Image segmentation entries:
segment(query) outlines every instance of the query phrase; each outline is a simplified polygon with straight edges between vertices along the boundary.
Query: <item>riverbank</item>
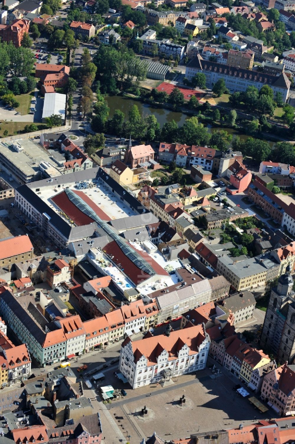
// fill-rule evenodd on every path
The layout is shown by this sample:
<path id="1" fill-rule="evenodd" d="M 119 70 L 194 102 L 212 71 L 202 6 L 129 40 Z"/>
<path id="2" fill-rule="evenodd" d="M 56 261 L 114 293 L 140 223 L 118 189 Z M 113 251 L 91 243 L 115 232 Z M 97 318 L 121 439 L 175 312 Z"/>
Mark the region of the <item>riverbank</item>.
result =
<path id="1" fill-rule="evenodd" d="M 139 112 L 142 115 L 148 115 L 150 114 L 153 115 L 159 122 L 161 128 L 165 123 L 171 122 L 173 120 L 175 121 L 178 126 L 181 127 L 187 119 L 189 119 L 193 116 L 196 116 L 199 121 L 203 123 L 208 128 L 208 131 L 209 133 L 212 132 L 212 130 L 217 131 L 226 131 L 232 136 L 233 139 L 239 137 L 242 140 L 245 140 L 249 137 L 249 135 L 246 134 L 242 127 L 237 127 L 234 128 L 224 126 L 220 123 L 213 121 L 209 117 L 204 115 L 199 116 L 197 110 L 189 110 L 185 107 L 181 107 L 177 108 L 177 110 L 174 110 L 173 109 L 173 105 L 170 103 L 160 105 L 152 103 L 147 99 L 143 101 L 140 97 L 130 93 L 107 96 L 106 97 L 106 100 L 110 108 L 109 114 L 110 119 L 112 118 L 116 110 L 120 110 L 124 113 L 127 120 L 129 111 L 134 105 L 136 105 L 138 107 Z M 276 141 L 288 141 L 287 139 L 268 133 L 260 133 L 253 135 L 253 137 L 266 140 L 271 147 Z"/>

PROBLEM:
Please pull out every line above that contains the string "item", matching case exactly.

FINISHED TASK:
Query: <item>riverbank</item>
Mark the region of the <item>riverbank</item>.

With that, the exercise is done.